INSTRUCTIONS TO FOLLOW:
Rewrite every line of the records below as a numbered list, skipping blank lines and leaving out the pictures.
* Start *
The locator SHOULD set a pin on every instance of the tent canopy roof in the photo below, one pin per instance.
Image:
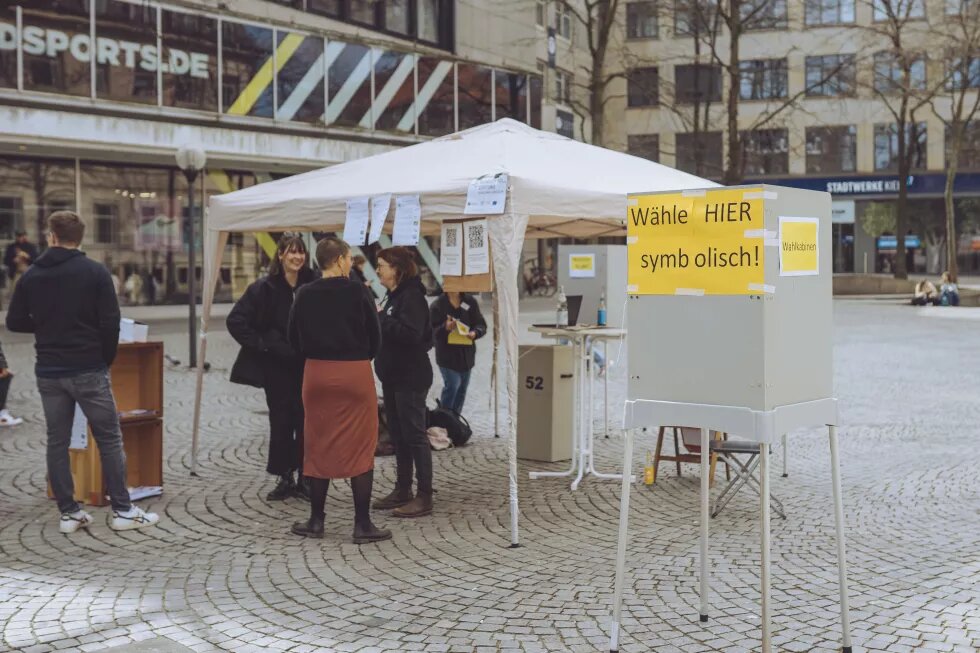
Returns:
(565, 187)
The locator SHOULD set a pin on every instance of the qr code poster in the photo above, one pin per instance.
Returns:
(476, 247)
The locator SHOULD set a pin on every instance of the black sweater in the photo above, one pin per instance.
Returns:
(335, 319)
(459, 358)
(68, 302)
(403, 362)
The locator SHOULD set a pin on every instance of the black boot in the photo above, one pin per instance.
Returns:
(283, 490)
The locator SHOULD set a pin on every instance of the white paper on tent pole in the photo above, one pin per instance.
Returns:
(487, 195)
(477, 247)
(355, 228)
(451, 251)
(379, 214)
(79, 430)
(408, 220)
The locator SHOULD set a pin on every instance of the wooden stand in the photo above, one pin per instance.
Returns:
(137, 383)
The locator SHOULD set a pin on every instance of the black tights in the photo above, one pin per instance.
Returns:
(360, 486)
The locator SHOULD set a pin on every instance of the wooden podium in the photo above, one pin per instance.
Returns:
(137, 383)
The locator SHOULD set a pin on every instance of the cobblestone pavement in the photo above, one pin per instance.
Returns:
(222, 573)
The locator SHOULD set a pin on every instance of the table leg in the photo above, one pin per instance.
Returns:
(841, 553)
(624, 510)
(705, 492)
(764, 545)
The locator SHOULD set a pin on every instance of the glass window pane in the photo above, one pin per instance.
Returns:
(350, 85)
(245, 49)
(510, 97)
(474, 95)
(126, 33)
(190, 53)
(435, 100)
(394, 88)
(300, 78)
(57, 47)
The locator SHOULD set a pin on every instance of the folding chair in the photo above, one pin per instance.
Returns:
(745, 469)
(691, 438)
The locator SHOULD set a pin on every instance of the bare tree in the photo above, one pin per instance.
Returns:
(961, 34)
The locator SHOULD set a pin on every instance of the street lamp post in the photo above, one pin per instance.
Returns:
(191, 160)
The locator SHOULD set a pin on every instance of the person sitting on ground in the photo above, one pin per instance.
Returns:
(925, 293)
(949, 293)
(67, 301)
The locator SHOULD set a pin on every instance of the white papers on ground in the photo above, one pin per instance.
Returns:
(408, 220)
(451, 251)
(487, 195)
(379, 214)
(477, 247)
(356, 226)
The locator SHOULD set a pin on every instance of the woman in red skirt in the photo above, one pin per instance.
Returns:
(334, 326)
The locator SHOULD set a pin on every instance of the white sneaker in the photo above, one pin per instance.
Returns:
(135, 518)
(6, 419)
(72, 521)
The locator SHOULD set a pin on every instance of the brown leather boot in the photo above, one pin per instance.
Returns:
(420, 506)
(398, 497)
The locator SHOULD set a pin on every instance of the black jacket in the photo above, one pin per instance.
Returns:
(259, 322)
(335, 319)
(68, 302)
(406, 337)
(459, 358)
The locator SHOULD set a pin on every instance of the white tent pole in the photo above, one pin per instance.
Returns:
(211, 273)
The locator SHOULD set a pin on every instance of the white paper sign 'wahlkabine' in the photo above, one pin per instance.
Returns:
(487, 195)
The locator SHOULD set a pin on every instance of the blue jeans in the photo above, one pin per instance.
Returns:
(454, 388)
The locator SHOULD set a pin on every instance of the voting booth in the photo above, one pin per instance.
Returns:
(730, 328)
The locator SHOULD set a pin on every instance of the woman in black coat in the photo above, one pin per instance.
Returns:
(405, 371)
(259, 322)
(457, 324)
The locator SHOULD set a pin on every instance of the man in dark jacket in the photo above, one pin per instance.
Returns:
(68, 302)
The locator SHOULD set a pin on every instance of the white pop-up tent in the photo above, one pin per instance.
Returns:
(558, 187)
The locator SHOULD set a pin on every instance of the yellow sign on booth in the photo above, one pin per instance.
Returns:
(706, 243)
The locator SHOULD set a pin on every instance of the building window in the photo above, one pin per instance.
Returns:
(830, 75)
(969, 147)
(563, 86)
(763, 79)
(898, 9)
(643, 87)
(646, 146)
(766, 152)
(563, 21)
(890, 73)
(886, 146)
(699, 153)
(106, 218)
(831, 149)
(829, 12)
(692, 17)
(641, 20)
(697, 83)
(763, 14)
(963, 73)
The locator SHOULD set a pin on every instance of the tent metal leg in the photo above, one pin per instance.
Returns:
(705, 498)
(841, 553)
(764, 545)
(624, 510)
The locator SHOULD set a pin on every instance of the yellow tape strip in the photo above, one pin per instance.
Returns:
(263, 77)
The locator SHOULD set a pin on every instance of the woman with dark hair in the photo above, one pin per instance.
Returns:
(406, 374)
(259, 322)
(334, 325)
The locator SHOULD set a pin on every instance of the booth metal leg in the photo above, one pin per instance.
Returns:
(764, 546)
(705, 499)
(785, 455)
(841, 553)
(624, 511)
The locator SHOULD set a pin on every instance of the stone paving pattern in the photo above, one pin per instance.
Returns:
(221, 571)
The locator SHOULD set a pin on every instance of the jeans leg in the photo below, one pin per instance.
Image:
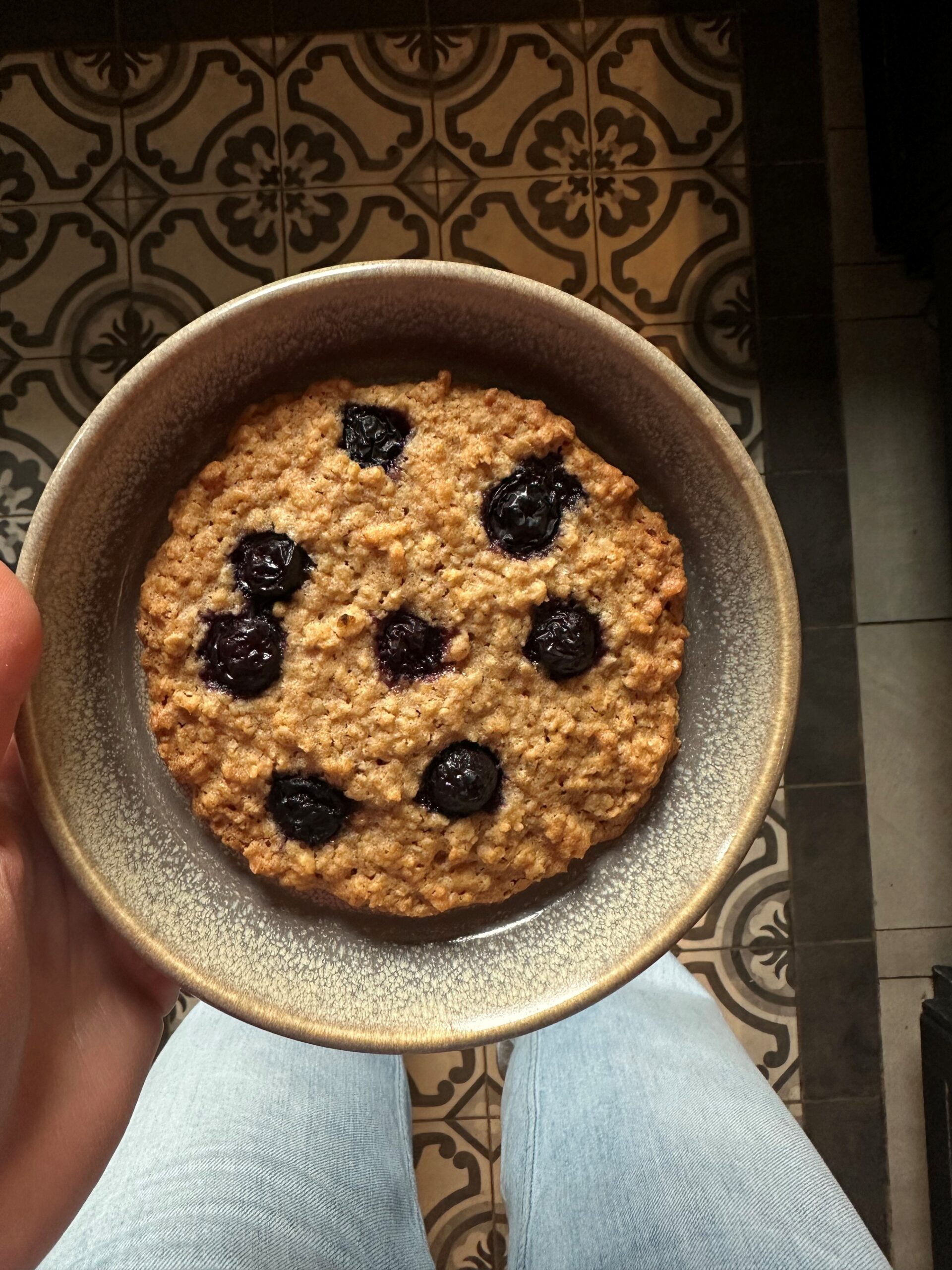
* End *
RESPONSE:
1. The locator SHOULD set a pin on every instance of the tent canopy roof in the photo below, one pin per instance.
2. Image:
3. Returns:
4. (565, 187)
5. The locator SHOULD set a pin on every instance of the qr code poster in the photo above, one pin per instance.
6. Returns:
7. (476, 247)
8. The locator SHOULD set a pin on every instance of the black sweater in the photo above, one pin per instance.
9. Returns:
10. (335, 319)
11. (459, 358)
12. (68, 302)
13. (403, 362)
14. The locator SHOULD set a pin on every instance of the black boot in the photo above, one pin per instance.
15. Returns:
16. (283, 490)
17. The locator SHOULD set a pin on every instance of the white paper on tent pole in the photo above, one pin per instance.
18. Returns:
19. (487, 195)
20. (477, 247)
21. (355, 228)
22. (451, 251)
23. (379, 214)
24. (79, 430)
25. (408, 220)
26. The locator SHOULD set a pin on every instance of the wooden stand in the photo above, one pin per instance.
27. Returns:
28. (137, 383)
29. The locator SHOULD set a pin on every instance of the black tights in the photo above, one pin per instance.
30. Returns:
31. (360, 486)
32. The locator SHOULD set a pin on every instance of the wooden podium in the photo above, one pin per instance.
33. Returns:
34. (137, 383)
35. The locator SHOULD set a pin on every instance of the cobblestone pavement in the photo above, one pin per instance.
36. Returns:
37. (222, 573)
38. The locator SHOULD set a pin on every instance of the table leg in the photo above, one pin per instance.
39. Returns:
40. (841, 553)
41. (624, 510)
42. (705, 492)
43. (764, 545)
44. The locator SHOULD set a pin on every instance of the glass window pane in the photo above, one pin per instance.
45. Returns:
46. (350, 85)
47. (245, 49)
48. (510, 97)
49. (474, 95)
50. (126, 33)
51. (190, 53)
52. (435, 100)
53. (394, 88)
54. (300, 78)
55. (57, 47)
56. The locator SHOULD set a pin on every instance of the folding chair in the photo above, one pin per instance.
57. Returns:
58. (745, 469)
59. (691, 438)
60. The locator SHOULD set a pin on every instance of the bare tree in the photo above, one pin per instance.
61. Returns:
62. (961, 34)
63. The locator SHOULD set a pin on every instance of the street lamp post in the photo above, one pin per instance.
64. Returns:
65. (191, 160)
66. The locator SHOULD set a pin on every instance of the person sitting on ground in the photo above, one pin per instance.
67. Returns:
68. (925, 293)
69. (949, 293)
70. (67, 301)
71. The locator SHOULD set a pin on every instance of the white papers on ground in the photo above, one pin per instance.
72. Returns:
73. (408, 220)
74. (451, 251)
75. (487, 195)
76. (379, 214)
77. (477, 247)
78. (356, 226)
79. The locator SHOULD set a pin on every instance of the woman in red skirt in the photo above, one pin per instance.
80. Returns:
81. (334, 326)
82. The locator SHOULD set a pin on every instance of the white sneaker in the photo above, one pin per instance.
83. Returns:
84. (135, 518)
85. (6, 419)
86. (72, 521)
87. The locator SHOULD set a pin on every instance of the brown leather boot in the photo above, one pin per instance.
88. Returns:
89. (420, 506)
90. (398, 497)
91. The locator SHOULD set a pin on every instance of the black jacket in the photo above, one pin per instance.
92. Returns:
93. (259, 322)
94. (335, 319)
95. (68, 302)
96. (406, 337)
97. (459, 358)
98. The locator SHOULD set a pin on every instance of the white tent pole in the photo above, one pin per instance.
99. Returns:
100. (211, 273)
101. The locator SHOULD set a pin on every instance of the white paper sign 'wahlkabine' in the photo above, one pin per instance.
102. Returns:
103. (487, 195)
104. The locator SHOULD set a pin on every instance of the blue jeans in the photo above, one pin per instance.
105. Returns:
106. (454, 388)
107. The locator SHOULD set a pin on every instance of the voting booth in the photo above, one pin per instance.
108. Returns:
109. (730, 328)
110. The locator SHOULD set a pin on every instance of the woman in black coat in the photo above, one pin per instance.
111. Returns:
112. (405, 371)
113. (259, 322)
114. (457, 324)
115. The locator SHOULD set a pin on every instance of the man in dark jacket in the photo above, one pin per instance.
116. Returns:
117. (68, 302)
118. The locator SHOULD set a pin on every instance of the white pop-up tent in the photo above, one pin per instance.
119. Returns:
120. (558, 187)
121. The locator SHOULD set a pin on every instance of the yellow sign on booth in the photo above, one pin per instance.
122. Returns:
123. (706, 243)
124. The locator SHOULD set a pin on every instance of the building window in the photo above, one pin per instance.
125. Returns:
126. (830, 75)
127. (969, 147)
128. (563, 86)
129. (763, 79)
130. (898, 9)
131. (643, 87)
132. (646, 146)
133. (766, 152)
134. (563, 21)
135. (890, 73)
136. (886, 146)
137. (699, 153)
138. (106, 218)
139. (831, 149)
140. (829, 12)
141. (692, 17)
142. (641, 20)
143. (697, 83)
144. (763, 14)
145. (963, 73)
146. The locator SHOULD set a pin on every instance of the tent metal leg in the photo above, one pin per instance.
147. Returns:
148. (705, 498)
149. (841, 553)
150. (764, 545)
151. (624, 510)
152. The locator SHOULD set a pin on every instance of the yellow tape strip in the photo above, one pin per instance.
153. Returns:
154. (263, 77)
155. The locator SHOULD set a pin on every instance of the woman with dark hair in the photo above, one pin per instance.
156. Returns:
157. (406, 374)
158. (259, 322)
159. (334, 325)
160. The locator SHOULD set a pin on every instance of the booth metal leg in the photo above, one pin per instance.
161. Returns:
162. (764, 546)
163. (705, 499)
164. (785, 455)
165. (841, 553)
166. (624, 511)
167. The locator SHOULD set a pin on every instance of the stone paving pattern in the photo above, one pin per instance.
168. Returns:
169. (221, 571)
170. The locator SHOULD set a pin on every instance of the jeans leg in the photo below, one pin per instance.
171. Image:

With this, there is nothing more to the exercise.